Your task is to print all of the data word for word.

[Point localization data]
*****
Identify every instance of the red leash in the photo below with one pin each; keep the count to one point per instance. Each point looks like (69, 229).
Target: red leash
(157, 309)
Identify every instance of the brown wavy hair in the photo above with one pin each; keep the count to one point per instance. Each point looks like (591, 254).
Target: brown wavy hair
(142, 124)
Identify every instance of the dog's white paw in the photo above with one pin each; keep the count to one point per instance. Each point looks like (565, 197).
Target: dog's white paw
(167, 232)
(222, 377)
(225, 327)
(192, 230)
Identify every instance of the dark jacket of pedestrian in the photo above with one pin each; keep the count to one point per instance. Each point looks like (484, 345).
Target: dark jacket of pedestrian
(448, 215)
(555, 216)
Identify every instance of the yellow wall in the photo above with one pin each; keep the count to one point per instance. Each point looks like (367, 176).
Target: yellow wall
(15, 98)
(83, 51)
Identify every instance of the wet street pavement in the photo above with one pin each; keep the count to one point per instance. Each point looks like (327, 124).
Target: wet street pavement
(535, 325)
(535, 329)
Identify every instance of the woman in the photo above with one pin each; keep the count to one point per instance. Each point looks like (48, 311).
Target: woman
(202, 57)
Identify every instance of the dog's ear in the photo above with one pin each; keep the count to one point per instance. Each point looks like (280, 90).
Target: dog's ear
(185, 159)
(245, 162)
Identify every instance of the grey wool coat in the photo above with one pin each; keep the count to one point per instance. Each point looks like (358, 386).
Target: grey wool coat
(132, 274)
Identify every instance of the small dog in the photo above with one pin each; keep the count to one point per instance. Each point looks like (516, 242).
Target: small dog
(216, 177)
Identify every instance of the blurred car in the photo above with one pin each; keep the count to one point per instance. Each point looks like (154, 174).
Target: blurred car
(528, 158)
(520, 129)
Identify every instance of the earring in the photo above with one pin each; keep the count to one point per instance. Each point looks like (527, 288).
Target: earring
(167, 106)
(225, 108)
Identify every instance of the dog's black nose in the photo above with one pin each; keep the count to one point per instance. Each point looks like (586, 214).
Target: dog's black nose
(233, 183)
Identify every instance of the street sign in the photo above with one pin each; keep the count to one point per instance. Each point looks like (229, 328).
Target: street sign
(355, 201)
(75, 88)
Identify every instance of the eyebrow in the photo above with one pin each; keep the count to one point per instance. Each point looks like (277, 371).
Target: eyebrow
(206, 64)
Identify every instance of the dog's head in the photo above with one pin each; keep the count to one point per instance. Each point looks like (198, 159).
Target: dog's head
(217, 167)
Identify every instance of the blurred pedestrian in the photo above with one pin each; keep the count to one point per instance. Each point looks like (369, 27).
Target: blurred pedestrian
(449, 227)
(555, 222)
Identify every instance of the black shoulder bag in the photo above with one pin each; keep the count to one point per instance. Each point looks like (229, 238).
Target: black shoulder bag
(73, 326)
*****
**RESPONSE FOR THIS EXERCISE:**
Identify every instance of the red leash in the photo below with one pin each; keep the count to one point per instance. Each point looks like (69, 229).
Target: red leash
(157, 309)
Identify every instance of the brown wavy hair in the photo above with one pin each; keep the count to one point per instance. Each point looks like (591, 254).
Target: brown wavy hair
(142, 124)
Identify every instance of the dog's white paw in the photo above with one pin each; keep the count to one point per instance. Each point looks like (565, 197).
Target: dog's white paw
(167, 232)
(222, 377)
(225, 327)
(192, 230)
Identify every instance of the dark jacket of pedestrian in the photo above with one pin each; keep the count to one point per instance. Each point looks like (484, 345).
Target: dark jacket of pedestrian
(448, 215)
(555, 216)
Identify every instance of the yellow wall in the photo above with one pin each; keep the count to one point per instance. Each point looks like (367, 176).
Target: yellow wall
(15, 98)
(83, 51)
Identify every instance of the wet street pavement in the photo above with one pin each; keep the count to one point per instance. Each point looks like (327, 124).
Target: wet street pavement
(535, 325)
(535, 329)
Identify every instance of the woman in the photo above with one pin each; keep the count to one point per instance. Each point looks like (48, 311).
Target: woman
(202, 57)
Identify every instance of the dog's ear in the photo above with one pin each; keep the count to one point per instance. Each point looks like (280, 90).
Target: dog's ear
(185, 159)
(245, 162)
Identify every instance of the grey wool coat in the photo above with one pin each; keep the count to one point per instance. Each point looks like (358, 386).
Target: grey wool coat
(132, 274)
Identify every instance of the small dog in the photo above with one pin each; keep the count to one point per instance. Each point looks like (516, 242).
Target: small dog
(216, 177)
Identify every instance of the blurred car in the photo above with one pin each; keep the count to one point per instance. Each point looks like (154, 174).
Target: blurred car
(528, 158)
(520, 129)
Identify every instance of the earring in the photo above with one pin each; keep the count to one point per instance. Each point looks like (527, 288).
Target: earring
(167, 106)
(225, 108)
Identify every instance of the dog's black nose in the photo above with one pin each; keep the count to one point per instance. Each point looks like (586, 214).
Target: dog's black nose
(233, 183)
Identify every instance of the street sign in the photo above with one pin each; keep the count to one point per instance. Each point looks like (229, 328).
Target: street sign
(355, 201)
(75, 88)
Identify every instance of the eyebrow in the photo above with one pin each; keep the count to one point per instance. Each point looks like (277, 371).
Target: eyebrow
(206, 64)
Identify every instance of the dog's head in the photo above with one pin each; keep the count to one point per instance. Each point looks like (198, 159).
Target: dog's head
(217, 167)
Identify every instance of the blurred pedestrian in the photo above with one pin each; keep the count to one point per instance. Each point looks like (369, 27).
Target: blurred pedestrian
(449, 227)
(555, 222)
Identify every instance of the black shoulder bag in the photo above with one pin each; keep the count to one point per instance. Each point looks like (229, 238).
Target: black shoulder bag
(73, 326)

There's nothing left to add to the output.